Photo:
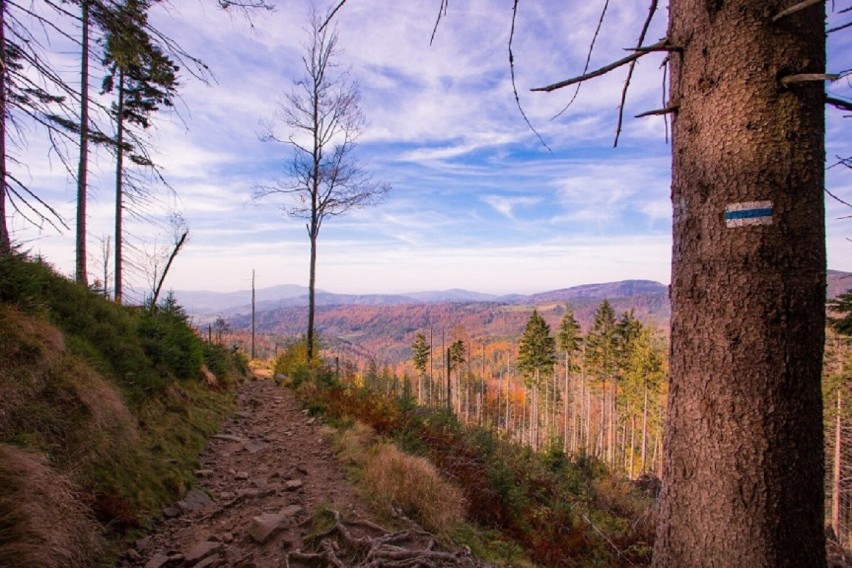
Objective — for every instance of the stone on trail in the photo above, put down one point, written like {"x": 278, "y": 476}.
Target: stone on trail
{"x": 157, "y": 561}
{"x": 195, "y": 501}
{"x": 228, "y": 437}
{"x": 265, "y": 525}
════════
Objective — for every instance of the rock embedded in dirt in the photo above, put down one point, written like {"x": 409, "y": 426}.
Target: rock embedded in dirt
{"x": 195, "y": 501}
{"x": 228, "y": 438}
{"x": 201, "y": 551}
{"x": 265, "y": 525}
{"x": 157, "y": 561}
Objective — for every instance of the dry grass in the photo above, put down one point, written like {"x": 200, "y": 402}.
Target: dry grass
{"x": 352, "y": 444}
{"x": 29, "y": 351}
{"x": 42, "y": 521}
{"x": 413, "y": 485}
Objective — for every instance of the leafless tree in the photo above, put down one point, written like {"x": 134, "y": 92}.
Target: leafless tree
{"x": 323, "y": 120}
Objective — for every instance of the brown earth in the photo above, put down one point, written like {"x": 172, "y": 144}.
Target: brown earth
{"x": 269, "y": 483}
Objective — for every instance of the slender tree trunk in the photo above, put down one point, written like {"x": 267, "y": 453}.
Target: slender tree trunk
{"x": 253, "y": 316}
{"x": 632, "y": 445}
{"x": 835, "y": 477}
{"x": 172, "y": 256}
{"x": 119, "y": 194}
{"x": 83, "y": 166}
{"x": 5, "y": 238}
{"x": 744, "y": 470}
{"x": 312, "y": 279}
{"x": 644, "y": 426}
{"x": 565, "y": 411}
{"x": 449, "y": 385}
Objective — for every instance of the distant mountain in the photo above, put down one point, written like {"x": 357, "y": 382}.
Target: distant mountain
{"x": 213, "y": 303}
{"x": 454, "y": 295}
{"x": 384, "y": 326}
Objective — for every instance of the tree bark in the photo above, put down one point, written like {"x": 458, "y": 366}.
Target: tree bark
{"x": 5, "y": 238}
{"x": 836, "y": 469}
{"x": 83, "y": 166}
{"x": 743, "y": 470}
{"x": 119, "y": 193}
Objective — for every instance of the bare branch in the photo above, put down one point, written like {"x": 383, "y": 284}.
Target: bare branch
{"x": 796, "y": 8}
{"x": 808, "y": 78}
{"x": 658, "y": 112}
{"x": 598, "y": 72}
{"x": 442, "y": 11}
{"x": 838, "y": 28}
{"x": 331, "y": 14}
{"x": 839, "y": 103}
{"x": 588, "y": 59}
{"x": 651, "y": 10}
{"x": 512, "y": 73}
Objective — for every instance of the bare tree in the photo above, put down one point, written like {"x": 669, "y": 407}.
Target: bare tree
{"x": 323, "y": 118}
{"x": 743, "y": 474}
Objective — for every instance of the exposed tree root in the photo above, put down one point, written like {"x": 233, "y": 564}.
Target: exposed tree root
════════
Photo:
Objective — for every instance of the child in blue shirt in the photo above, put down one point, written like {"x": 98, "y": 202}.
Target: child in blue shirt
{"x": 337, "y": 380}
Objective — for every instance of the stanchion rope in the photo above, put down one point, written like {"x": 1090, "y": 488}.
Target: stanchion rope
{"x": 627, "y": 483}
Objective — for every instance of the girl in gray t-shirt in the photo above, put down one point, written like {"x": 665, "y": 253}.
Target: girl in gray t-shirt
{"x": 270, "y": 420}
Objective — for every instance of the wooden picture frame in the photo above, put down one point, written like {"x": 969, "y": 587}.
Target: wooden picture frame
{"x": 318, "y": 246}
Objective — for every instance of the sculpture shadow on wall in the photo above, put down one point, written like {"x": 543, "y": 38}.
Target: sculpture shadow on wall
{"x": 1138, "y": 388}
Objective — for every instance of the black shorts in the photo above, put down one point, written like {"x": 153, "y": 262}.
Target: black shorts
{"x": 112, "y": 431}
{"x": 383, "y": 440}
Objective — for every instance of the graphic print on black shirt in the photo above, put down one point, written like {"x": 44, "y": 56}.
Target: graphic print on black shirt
════════
» **JOB**:
Reproduce without alteration the lines of the records, starting with the line that contains "Objective — for every instance of the black" and continuing through the line that contains "Target: graphic print on black shirt", both of those lines included.

» **ANSWER FOR THIS EXERCISE**:
Objective — for every instance of the black shorts in the photo above, put down one point, written like {"x": 153, "y": 262}.
Target: black shorts
{"x": 112, "y": 431}
{"x": 383, "y": 440}
Objective — for every instance of the graphic print on black shirt in the photo above, put down one point, written like {"x": 44, "y": 56}.
Target: graphic print on black shirt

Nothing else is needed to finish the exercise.